* Data for processing:
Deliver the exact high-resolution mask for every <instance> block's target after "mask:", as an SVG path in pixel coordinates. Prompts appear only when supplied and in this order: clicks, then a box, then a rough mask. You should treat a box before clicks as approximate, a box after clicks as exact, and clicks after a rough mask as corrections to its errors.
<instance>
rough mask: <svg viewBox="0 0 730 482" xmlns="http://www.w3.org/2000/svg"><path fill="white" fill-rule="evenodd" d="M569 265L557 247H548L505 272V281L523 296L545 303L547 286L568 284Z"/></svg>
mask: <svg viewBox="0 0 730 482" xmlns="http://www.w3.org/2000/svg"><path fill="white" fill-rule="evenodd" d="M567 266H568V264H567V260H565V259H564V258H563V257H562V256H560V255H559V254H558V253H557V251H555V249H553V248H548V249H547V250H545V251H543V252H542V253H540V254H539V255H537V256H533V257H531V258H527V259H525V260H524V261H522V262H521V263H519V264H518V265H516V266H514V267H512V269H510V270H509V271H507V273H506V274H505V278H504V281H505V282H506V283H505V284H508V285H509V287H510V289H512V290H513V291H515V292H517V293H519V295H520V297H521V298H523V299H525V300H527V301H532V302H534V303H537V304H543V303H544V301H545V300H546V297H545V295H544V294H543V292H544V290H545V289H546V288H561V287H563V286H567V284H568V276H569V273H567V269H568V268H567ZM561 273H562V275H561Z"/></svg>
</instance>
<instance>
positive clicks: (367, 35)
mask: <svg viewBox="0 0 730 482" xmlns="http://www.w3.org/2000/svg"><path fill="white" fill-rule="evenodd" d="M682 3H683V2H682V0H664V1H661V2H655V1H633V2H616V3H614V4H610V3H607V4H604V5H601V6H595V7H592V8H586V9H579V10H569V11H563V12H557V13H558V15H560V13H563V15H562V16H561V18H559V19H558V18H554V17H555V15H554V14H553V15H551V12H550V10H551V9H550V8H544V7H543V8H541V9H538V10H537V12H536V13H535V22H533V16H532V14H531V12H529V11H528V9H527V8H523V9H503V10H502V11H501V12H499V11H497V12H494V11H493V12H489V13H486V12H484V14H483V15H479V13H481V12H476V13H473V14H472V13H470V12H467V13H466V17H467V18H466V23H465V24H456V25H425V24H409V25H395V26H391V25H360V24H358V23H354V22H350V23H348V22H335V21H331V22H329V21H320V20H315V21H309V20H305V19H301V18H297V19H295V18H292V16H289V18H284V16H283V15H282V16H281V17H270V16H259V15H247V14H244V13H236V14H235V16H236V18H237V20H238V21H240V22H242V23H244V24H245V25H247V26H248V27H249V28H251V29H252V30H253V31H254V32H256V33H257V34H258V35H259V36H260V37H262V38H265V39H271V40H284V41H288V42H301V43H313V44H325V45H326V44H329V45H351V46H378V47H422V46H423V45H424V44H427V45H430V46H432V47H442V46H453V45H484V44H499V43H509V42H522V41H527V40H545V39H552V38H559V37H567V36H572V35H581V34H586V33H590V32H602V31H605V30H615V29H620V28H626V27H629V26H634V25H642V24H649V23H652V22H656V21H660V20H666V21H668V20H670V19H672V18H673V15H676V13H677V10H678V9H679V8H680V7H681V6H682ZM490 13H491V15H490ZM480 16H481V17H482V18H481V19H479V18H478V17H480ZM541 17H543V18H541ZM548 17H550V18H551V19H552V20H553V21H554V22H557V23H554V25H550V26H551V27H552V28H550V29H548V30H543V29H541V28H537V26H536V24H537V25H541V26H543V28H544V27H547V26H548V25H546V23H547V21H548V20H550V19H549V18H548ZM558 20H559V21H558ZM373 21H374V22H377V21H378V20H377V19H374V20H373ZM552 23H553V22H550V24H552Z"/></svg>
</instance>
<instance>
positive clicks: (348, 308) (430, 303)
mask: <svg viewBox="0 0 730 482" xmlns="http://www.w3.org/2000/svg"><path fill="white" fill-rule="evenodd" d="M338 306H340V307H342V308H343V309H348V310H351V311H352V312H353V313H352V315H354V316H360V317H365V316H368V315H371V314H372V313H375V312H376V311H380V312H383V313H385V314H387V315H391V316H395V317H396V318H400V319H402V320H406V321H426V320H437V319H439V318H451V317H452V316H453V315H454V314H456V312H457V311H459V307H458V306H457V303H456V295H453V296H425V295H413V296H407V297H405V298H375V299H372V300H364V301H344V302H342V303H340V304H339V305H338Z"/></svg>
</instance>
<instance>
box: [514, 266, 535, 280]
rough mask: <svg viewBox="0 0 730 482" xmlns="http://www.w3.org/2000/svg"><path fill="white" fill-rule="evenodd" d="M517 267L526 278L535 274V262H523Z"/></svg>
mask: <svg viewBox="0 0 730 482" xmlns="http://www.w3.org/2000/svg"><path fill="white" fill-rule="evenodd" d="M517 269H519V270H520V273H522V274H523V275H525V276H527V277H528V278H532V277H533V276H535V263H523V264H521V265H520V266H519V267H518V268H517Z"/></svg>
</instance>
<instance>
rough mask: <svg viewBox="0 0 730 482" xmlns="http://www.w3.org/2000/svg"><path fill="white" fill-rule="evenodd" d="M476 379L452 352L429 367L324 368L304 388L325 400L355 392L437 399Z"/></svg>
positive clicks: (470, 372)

* The problem: All of the lines above are to be restated word for word.

* Reply:
Deliver the exact high-resolution mask for every <instance> block's target after "mask:", as an SVG path in pixel coordinates. Prompts appear only when supplied and in this order: clicks, then a box, then a rough mask. You should treat a box before clicks as approximate, a box after clicks as exact, and clicks after a rough mask as corrections to its errors.
<instance>
rough mask: <svg viewBox="0 0 730 482" xmlns="http://www.w3.org/2000/svg"><path fill="white" fill-rule="evenodd" d="M569 265L557 247H548L505 272V281L523 296L545 303L547 286L568 284Z"/></svg>
mask: <svg viewBox="0 0 730 482" xmlns="http://www.w3.org/2000/svg"><path fill="white" fill-rule="evenodd" d="M567 266H568V264H567V260H565V259H564V258H563V257H562V256H560V255H559V254H558V253H557V251H555V249H553V248H548V249H547V250H545V251H543V252H542V253H540V254H539V255H537V256H533V257H531V258H527V259H525V260H524V261H522V262H521V263H519V264H518V265H516V266H514V267H512V269H510V270H509V271H507V273H506V274H505V278H504V281H505V282H506V283H505V284H508V285H509V287H510V289H512V290H513V291H515V292H517V293H519V295H520V297H521V298H523V299H525V300H527V301H532V302H534V303H537V304H543V303H544V301H545V300H546V297H545V295H544V294H543V292H544V290H545V289H546V288H561V287H563V286H567V284H568V276H569V273H567V269H568V268H567ZM561 273H562V275H561Z"/></svg>
</instance>
<instance>
positive clicks: (367, 35)
mask: <svg viewBox="0 0 730 482" xmlns="http://www.w3.org/2000/svg"><path fill="white" fill-rule="evenodd" d="M682 3H683V2H682V0H664V1H661V2H655V1H633V2H616V3H614V4H610V3H607V4H604V5H601V6H595V7H592V8H586V9H579V10H569V11H563V12H557V13H558V15H560V13H563V15H562V16H561V18H559V19H558V18H554V17H555V15H554V14H553V15H551V12H550V10H551V9H550V8H544V7H543V8H541V9H538V10H537V12H536V13H535V22H533V16H532V14H531V12H529V11H528V9H527V8H523V9H503V10H502V11H501V12H499V11H497V12H494V11H493V12H489V13H486V12H484V14H483V15H479V13H481V12H476V13H473V14H472V13H470V12H467V13H466V17H467V18H466V23H465V24H456V25H425V24H409V25H395V26H391V25H360V24H358V23H354V22H350V23H348V22H335V21H331V22H329V21H320V20H315V21H309V20H305V19H301V18H297V19H295V18H292V16H289V18H284V16H283V15H282V16H281V17H270V16H259V15H247V14H244V13H236V14H235V16H236V18H237V20H238V21H240V22H242V23H244V24H245V25H247V26H248V27H249V28H251V29H252V30H253V31H254V32H256V33H257V34H258V35H259V36H260V37H262V38H265V39H271V40H284V41H288V42H301V43H313V44H325V45H326V44H329V45H351V46H378V47H422V46H423V45H424V44H427V45H430V46H432V47H442V46H453V45H484V44H499V43H509V42H522V41H527V40H545V39H552V38H559V37H567V36H572V35H581V34H586V33H590V32H602V31H605V30H615V29H620V28H626V27H629V26H634V25H642V24H649V23H652V22H656V21H660V20H666V21H668V20H670V19H672V18H673V15H676V13H677V10H678V9H679V8H680V7H681V6H682ZM490 13H491V15H490ZM480 16H481V17H482V18H481V19H479V18H478V17H480ZM541 17H543V18H541ZM548 17H550V18H551V19H552V20H553V21H554V22H557V23H554V25H550V26H551V27H552V28H550V29H548V30H543V29H541V28H537V26H536V24H537V25H541V26H543V28H544V27H547V26H548V25H546V23H547V21H548V20H550V19H549V18H548ZM558 20H559V21H558ZM373 21H374V22H377V21H378V20H377V19H374V20H373ZM552 23H553V22H550V24H552Z"/></svg>
</instance>
<instance>
positive clicks: (348, 308) (430, 303)
mask: <svg viewBox="0 0 730 482" xmlns="http://www.w3.org/2000/svg"><path fill="white" fill-rule="evenodd" d="M338 306H340V307H342V308H343V309H348V310H351V311H352V312H353V313H352V315H354V316H360V317H365V316H368V315H371V314H372V313H375V312H376V311H380V312H383V313H385V314H387V315H391V316H395V317H396V318H400V319H402V320H406V321H426V320H437V319H439V318H451V317H452V316H453V315H454V314H456V312H457V311H459V307H458V306H457V303H456V295H453V296H425V295H413V296H407V297H405V298H375V299H372V300H364V301H344V302H342V303H340V304H339V305H338Z"/></svg>
</instance>
<instance>
box: [514, 266, 535, 280]
rough mask: <svg viewBox="0 0 730 482" xmlns="http://www.w3.org/2000/svg"><path fill="white" fill-rule="evenodd" d="M517 267L526 278L535 274V262H523Z"/></svg>
mask: <svg viewBox="0 0 730 482" xmlns="http://www.w3.org/2000/svg"><path fill="white" fill-rule="evenodd" d="M517 269H519V270H520V273H522V274H523V275H525V276H527V277H528V278H532V277H533V276H535V263H523V264H521V265H520V266H519V267H518V268H517Z"/></svg>
</instance>
<instance>
rough mask: <svg viewBox="0 0 730 482" xmlns="http://www.w3.org/2000/svg"><path fill="white" fill-rule="evenodd" d="M476 379L452 352L429 367L324 368L304 388L325 400L355 392L437 399Z"/></svg>
positive clicks: (470, 372)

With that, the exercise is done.